EXCERPT TO READ:
Start

Hacker News new | ask | show | jobs
by koolba 1406 days ago
> One of those limits is that you really, really, really don't want to go outside of RAM. Think about what is stored, and be sure not to waste space. (It is surprisingly easy to leak memory.)

You can have massive amounts of RAM these days. You’re sooner to hit big-O limits from bad architectural decisions than run out of memory. If you do get to that point you likely have enough value in your usage to justify scaling out further and sharding.

> And third, it is worth spending time mastering Redis data structures.

Bingo. The true secret to properly using Redis: understanding the big-O complexity of each operation (…and ensuring that none of your interactions are more than logarithmic).

3 comments

You can have massive amounts of RAM these days. You’re sooner to hit big-O limits from bad architectural decisions than run out of memory. If you do get to that point you likely have enough value in your usage to justify scaling out further and sharding.

Absolute disagreement.

It is very easily to accidentally leak a few hundred MB per week in a busy Redis system. The code will look and work fine...at first. It is correspondingly hard to track down and clean up the leak a few months later. (Particularly if there are multiple such to track down.) Yes, you can go for years just buying larger and larger EC2 instances. But that will also come with a shocking price tag.

End

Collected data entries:
Start

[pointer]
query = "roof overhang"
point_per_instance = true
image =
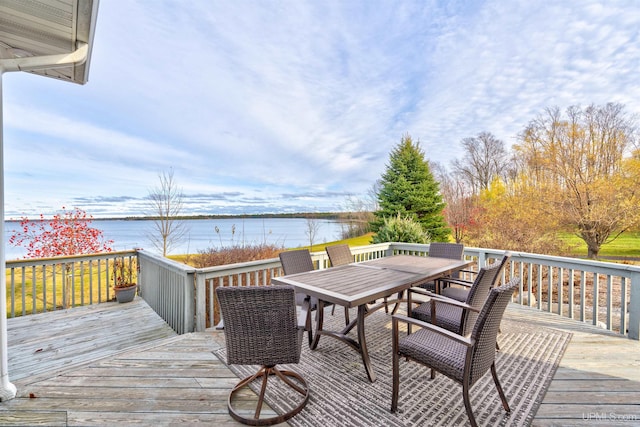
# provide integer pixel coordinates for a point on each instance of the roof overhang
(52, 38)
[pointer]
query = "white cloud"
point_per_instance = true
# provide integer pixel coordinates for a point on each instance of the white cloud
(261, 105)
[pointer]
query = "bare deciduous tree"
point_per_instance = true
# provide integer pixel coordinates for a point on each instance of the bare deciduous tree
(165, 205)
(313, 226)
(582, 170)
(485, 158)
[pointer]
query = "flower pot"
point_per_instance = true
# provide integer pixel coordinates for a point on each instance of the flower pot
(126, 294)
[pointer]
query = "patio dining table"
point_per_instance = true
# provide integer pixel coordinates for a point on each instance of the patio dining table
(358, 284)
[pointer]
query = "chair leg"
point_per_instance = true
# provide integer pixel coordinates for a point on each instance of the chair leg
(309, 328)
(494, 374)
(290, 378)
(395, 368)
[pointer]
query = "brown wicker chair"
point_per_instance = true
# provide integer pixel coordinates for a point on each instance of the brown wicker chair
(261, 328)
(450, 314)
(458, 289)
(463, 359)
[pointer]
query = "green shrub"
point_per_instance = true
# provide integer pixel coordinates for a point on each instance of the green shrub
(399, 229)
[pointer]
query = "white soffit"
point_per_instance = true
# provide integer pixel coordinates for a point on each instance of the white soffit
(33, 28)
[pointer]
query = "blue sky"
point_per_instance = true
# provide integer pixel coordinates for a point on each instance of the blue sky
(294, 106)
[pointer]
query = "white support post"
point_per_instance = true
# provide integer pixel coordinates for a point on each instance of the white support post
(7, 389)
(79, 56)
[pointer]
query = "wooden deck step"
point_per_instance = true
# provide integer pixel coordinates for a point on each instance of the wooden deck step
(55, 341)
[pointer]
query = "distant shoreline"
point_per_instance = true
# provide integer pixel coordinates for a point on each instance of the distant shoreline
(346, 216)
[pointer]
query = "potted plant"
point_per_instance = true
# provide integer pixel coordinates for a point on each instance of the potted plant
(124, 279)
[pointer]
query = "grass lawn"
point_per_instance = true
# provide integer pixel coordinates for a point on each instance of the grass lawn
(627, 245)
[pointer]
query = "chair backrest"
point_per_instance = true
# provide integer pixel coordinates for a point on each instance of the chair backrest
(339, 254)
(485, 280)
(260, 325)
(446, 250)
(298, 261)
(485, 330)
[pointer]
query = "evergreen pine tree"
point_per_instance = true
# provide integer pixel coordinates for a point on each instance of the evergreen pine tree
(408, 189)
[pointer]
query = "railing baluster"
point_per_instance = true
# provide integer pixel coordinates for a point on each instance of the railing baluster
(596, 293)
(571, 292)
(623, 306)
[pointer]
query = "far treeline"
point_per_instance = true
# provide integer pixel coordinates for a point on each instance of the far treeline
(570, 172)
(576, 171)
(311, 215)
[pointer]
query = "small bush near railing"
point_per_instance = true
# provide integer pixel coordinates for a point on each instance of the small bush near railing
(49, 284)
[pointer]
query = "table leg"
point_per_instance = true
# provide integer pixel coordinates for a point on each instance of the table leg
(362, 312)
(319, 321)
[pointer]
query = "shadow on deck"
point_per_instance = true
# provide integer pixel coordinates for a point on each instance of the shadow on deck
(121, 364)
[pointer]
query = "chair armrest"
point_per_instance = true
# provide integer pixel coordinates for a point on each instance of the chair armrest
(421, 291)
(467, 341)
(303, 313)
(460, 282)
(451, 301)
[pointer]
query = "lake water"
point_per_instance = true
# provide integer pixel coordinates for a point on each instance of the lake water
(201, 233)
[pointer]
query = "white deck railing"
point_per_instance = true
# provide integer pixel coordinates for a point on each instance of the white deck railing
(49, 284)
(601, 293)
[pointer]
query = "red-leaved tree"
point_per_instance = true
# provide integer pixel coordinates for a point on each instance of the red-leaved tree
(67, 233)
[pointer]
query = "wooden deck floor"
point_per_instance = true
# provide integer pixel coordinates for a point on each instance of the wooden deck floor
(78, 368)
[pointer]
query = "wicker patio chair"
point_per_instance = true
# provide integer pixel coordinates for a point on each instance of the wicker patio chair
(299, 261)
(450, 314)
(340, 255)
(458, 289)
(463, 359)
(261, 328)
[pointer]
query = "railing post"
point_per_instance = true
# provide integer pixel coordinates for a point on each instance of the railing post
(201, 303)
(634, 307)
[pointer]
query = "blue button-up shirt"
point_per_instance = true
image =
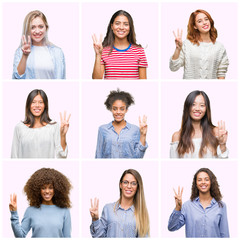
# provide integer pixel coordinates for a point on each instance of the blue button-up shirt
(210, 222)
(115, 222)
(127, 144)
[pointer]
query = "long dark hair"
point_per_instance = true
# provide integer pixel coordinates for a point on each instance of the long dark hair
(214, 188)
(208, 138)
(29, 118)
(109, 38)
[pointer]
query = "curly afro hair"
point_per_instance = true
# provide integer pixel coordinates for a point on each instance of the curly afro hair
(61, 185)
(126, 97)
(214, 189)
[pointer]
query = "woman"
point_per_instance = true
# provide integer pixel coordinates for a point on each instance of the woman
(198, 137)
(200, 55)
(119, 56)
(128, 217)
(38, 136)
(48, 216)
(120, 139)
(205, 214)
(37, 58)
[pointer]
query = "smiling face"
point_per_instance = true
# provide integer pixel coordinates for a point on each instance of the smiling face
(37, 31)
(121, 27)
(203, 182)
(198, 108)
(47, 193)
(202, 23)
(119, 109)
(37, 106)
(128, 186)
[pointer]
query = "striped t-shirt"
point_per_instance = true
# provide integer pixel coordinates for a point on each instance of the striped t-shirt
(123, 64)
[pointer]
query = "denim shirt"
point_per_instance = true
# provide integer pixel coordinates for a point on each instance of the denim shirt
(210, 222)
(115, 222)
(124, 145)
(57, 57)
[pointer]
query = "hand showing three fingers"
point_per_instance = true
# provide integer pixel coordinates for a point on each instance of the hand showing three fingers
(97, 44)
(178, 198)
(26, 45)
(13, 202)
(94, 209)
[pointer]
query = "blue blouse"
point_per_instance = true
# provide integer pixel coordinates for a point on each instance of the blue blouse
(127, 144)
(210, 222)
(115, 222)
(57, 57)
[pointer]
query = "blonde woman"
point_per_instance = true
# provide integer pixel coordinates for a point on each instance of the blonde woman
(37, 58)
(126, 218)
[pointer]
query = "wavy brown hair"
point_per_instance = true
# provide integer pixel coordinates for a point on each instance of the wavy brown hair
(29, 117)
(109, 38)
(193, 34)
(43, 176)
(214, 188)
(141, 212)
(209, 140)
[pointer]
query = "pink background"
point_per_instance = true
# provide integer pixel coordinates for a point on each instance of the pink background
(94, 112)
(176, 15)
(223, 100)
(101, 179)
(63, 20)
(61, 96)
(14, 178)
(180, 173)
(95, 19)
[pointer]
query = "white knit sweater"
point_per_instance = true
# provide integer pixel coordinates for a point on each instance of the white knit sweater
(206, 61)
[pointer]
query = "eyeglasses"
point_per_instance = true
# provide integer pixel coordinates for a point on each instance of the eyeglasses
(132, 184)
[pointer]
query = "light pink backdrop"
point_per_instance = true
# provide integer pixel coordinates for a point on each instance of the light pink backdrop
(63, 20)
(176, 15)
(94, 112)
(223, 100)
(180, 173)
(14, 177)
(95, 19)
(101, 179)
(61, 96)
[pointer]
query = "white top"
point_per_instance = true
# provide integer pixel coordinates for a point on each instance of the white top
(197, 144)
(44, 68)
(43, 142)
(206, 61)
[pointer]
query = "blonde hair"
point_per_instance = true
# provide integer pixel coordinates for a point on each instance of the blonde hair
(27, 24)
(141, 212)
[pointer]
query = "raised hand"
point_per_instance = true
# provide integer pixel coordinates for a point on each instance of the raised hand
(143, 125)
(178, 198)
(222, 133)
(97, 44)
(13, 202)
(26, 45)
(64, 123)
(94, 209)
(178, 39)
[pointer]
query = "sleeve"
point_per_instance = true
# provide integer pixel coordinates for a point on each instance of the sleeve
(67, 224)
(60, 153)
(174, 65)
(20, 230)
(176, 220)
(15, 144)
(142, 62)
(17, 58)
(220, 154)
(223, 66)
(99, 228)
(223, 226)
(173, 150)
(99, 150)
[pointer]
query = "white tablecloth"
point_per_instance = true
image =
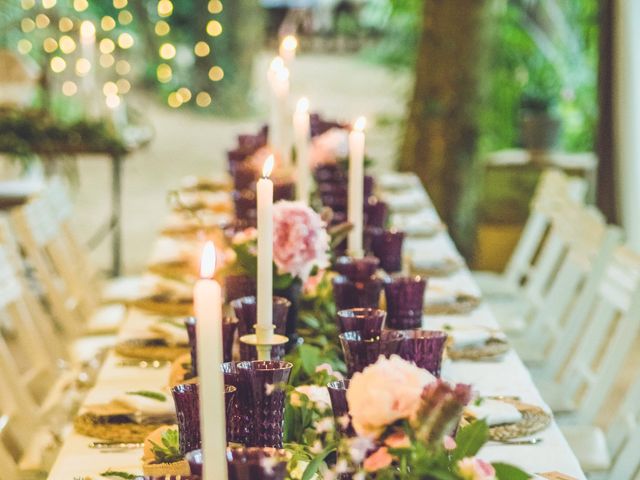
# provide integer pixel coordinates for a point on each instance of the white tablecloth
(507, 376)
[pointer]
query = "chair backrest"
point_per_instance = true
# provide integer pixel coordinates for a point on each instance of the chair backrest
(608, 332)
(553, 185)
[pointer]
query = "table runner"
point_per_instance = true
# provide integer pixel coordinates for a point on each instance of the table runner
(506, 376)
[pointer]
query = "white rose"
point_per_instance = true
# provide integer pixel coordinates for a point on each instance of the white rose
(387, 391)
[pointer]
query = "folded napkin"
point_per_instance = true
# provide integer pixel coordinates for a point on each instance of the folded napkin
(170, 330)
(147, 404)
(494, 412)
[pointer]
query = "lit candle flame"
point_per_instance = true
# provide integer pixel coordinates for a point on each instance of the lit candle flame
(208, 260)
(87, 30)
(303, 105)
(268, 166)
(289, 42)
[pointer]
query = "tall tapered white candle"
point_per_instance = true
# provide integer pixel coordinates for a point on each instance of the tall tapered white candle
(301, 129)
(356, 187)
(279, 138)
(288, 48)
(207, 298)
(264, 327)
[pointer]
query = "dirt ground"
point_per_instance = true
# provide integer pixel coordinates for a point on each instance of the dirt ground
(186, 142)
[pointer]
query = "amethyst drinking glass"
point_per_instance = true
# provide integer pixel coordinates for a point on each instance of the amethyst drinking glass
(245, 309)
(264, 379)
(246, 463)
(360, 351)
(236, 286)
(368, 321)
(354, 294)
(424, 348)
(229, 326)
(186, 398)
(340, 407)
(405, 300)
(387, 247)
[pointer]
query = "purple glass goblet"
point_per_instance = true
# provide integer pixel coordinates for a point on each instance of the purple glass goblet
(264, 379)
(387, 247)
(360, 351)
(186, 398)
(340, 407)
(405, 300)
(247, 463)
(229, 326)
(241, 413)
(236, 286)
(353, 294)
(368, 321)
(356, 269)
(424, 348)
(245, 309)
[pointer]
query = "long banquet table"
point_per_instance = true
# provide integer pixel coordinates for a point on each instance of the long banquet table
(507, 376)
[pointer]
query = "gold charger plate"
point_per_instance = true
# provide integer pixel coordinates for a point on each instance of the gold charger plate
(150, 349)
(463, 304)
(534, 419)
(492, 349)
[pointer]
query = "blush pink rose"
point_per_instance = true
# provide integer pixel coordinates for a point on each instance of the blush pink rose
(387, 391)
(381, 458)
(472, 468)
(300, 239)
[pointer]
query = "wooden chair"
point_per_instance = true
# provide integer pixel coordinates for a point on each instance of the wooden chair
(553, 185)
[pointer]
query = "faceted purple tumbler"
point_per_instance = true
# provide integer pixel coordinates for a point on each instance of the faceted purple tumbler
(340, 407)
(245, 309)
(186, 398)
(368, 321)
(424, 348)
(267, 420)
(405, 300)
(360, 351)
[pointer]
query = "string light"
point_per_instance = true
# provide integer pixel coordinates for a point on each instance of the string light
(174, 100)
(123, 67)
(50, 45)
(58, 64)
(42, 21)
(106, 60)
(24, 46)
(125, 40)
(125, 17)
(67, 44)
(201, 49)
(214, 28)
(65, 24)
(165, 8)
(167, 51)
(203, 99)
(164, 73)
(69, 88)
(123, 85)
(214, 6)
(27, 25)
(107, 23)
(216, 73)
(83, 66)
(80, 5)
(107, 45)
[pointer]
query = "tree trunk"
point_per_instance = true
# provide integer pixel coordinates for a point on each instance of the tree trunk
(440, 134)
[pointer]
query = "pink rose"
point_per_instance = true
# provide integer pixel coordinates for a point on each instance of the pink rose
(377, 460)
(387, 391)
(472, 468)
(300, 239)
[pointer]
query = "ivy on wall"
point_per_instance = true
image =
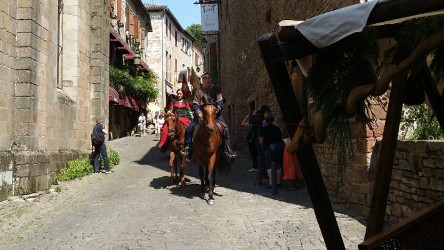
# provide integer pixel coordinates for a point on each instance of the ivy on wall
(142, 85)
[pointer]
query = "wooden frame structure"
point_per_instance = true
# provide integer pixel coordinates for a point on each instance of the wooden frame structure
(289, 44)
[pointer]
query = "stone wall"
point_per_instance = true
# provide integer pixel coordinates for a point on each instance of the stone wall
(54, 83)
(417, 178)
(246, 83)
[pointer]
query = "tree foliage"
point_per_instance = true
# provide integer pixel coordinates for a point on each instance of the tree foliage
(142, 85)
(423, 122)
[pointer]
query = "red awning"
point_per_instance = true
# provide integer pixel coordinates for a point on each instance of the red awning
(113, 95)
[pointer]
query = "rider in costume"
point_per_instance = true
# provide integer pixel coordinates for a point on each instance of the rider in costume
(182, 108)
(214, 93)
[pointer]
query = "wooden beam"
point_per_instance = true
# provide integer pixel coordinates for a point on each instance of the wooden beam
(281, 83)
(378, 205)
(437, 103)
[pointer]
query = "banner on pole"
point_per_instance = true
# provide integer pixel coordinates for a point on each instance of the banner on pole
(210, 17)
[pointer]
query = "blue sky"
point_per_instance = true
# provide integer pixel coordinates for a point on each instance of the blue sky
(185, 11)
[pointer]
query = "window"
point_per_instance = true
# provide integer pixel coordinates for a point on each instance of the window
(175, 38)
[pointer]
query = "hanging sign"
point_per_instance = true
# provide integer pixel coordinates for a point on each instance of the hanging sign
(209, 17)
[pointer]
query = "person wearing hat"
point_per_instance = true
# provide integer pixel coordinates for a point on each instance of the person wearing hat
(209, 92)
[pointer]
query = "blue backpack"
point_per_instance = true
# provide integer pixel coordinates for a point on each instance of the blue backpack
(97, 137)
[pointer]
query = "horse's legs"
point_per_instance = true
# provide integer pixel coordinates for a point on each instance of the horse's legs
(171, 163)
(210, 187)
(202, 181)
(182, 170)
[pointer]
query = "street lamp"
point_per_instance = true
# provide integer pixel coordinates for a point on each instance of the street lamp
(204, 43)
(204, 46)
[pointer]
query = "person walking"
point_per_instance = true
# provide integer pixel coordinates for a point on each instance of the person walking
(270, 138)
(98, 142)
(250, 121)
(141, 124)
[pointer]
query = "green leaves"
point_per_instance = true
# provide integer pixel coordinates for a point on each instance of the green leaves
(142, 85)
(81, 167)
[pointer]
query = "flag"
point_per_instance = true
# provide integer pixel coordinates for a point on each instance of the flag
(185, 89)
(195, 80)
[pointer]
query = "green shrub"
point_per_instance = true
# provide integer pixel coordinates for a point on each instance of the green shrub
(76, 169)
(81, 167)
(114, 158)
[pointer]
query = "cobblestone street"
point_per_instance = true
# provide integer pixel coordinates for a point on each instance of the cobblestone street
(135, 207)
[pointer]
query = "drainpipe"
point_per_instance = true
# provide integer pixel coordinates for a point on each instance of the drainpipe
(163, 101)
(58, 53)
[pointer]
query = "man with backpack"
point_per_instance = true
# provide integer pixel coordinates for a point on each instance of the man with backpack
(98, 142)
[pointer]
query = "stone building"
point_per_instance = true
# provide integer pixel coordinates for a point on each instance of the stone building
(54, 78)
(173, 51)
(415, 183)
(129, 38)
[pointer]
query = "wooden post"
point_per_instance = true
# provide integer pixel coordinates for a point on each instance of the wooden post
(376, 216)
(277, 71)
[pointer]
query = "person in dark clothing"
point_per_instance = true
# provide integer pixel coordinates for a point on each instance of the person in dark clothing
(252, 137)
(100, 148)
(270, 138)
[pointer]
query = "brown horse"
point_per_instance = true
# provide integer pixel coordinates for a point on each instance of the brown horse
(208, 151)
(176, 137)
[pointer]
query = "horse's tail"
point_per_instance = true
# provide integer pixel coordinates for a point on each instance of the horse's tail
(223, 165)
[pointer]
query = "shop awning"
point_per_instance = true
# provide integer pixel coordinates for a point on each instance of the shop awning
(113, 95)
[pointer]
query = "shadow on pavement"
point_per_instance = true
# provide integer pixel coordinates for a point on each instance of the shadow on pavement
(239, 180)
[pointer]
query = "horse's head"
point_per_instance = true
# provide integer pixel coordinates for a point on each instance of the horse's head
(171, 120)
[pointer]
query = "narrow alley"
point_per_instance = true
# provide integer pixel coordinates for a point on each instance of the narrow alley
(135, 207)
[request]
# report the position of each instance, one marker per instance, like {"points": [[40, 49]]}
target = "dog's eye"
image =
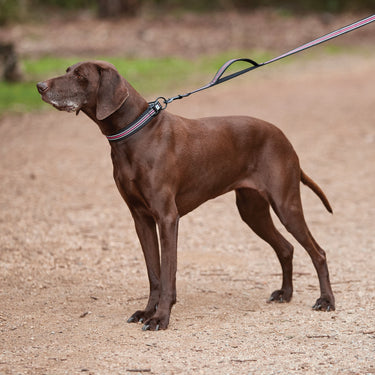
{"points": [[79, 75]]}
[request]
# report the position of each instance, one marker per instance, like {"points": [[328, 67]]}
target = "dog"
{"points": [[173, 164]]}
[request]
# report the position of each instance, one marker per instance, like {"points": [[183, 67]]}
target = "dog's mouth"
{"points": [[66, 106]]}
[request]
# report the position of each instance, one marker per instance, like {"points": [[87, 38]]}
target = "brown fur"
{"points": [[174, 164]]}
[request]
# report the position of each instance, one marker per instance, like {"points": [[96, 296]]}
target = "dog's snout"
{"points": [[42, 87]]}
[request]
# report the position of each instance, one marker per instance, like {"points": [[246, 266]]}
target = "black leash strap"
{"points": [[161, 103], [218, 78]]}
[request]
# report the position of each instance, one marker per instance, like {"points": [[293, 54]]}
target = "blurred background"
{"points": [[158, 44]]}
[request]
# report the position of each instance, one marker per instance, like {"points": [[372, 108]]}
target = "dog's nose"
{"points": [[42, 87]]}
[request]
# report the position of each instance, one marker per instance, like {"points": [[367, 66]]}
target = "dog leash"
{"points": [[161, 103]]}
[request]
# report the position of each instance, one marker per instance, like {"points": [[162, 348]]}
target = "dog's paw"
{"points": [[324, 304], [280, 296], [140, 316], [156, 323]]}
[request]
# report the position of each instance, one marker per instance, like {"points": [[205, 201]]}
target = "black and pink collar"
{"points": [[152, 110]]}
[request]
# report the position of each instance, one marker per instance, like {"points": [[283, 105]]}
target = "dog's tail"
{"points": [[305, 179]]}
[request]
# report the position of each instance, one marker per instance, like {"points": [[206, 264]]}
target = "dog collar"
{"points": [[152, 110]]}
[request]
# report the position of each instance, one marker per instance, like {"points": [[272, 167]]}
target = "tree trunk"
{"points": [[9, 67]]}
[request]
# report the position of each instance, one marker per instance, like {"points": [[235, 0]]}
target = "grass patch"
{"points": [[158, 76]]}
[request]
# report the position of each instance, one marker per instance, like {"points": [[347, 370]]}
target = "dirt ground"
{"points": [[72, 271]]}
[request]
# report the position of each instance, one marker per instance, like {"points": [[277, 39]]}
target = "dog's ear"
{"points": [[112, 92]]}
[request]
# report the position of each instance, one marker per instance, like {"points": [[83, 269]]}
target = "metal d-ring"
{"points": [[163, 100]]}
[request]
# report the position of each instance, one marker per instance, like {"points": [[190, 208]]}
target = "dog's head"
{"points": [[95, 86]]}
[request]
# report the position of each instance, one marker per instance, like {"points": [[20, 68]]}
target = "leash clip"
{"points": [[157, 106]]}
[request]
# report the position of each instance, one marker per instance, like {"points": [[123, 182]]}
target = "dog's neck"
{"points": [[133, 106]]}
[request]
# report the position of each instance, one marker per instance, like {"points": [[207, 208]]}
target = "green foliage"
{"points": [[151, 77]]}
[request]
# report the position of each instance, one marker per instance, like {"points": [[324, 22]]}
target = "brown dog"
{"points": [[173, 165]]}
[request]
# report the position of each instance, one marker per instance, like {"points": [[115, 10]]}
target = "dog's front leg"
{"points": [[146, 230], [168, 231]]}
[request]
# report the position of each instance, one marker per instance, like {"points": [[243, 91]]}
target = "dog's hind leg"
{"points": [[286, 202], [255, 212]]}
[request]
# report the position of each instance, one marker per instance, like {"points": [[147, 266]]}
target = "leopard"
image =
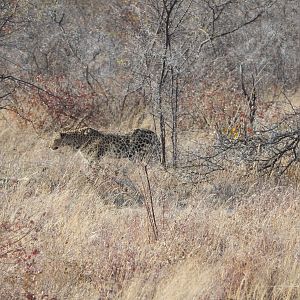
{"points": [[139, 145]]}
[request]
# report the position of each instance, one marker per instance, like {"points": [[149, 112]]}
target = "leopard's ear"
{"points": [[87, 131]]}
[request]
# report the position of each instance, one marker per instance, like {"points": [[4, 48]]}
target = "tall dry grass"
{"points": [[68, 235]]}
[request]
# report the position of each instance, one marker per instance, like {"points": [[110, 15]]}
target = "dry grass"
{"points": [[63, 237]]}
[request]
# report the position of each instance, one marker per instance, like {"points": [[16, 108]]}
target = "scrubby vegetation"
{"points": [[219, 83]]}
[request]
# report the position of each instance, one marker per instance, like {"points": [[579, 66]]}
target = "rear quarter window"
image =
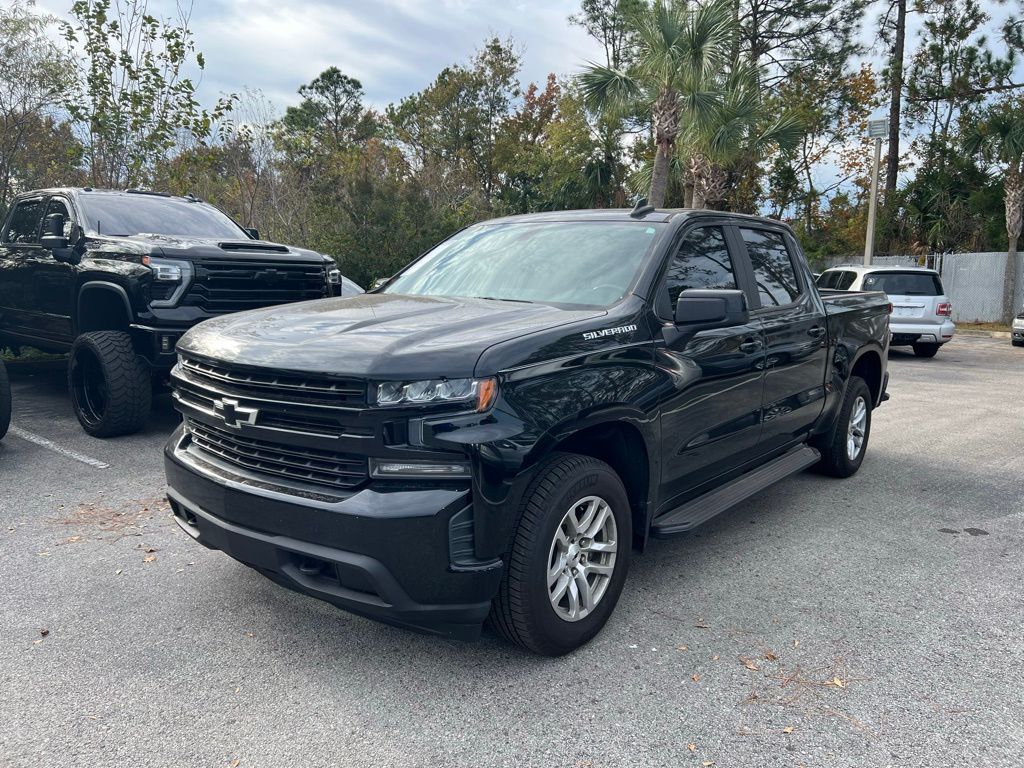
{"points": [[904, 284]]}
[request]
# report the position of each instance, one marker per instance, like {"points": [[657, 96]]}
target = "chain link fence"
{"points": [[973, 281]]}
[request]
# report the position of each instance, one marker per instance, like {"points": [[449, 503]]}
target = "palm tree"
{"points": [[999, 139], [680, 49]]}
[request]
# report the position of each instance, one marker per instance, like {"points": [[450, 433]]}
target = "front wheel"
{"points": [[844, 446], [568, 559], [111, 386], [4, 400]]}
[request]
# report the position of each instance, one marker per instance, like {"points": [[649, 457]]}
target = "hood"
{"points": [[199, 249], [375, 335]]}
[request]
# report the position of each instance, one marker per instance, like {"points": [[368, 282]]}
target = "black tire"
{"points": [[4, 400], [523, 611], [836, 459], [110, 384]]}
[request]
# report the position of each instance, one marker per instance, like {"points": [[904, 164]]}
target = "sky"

End

STATED EXERCISE A: Give the passage of the Redis thread again, starting with "Hacker News new" and going on through "more than logarithmic).", and change "sharding" to "partitioning" throughout it.
STATED EXERCISE B: Gather every line of the records that contains the string "flame".

FULL SOLUTION A:
Hacker News new | ask | show | jobs
by koolba 1406 days ago
> One of those limits is that you really, really, really don't want to go outside of RAM. Think about what is stored, and be sure not to waste space. (It is surprisingly easy to leak memory.)

You can have massive amounts of RAM these days. You’re sooner to hit big-O limits from bad architectural decisions than run out of memory. If you do get to that point you likely have enough value in your usage to justify scaling out further and partitioning.

> And third, it is worth spending time mastering Redis data structures.

Bingo. The true secret to properly using Redis: understanding the big-O complexity of each operation (…and ensuring that none of your interactions are more than logarithmic).

FULL SOLUTION B:
query = "lit candle flame"
# provide integer pixel coordinates for a point on each instance of the lit candle flame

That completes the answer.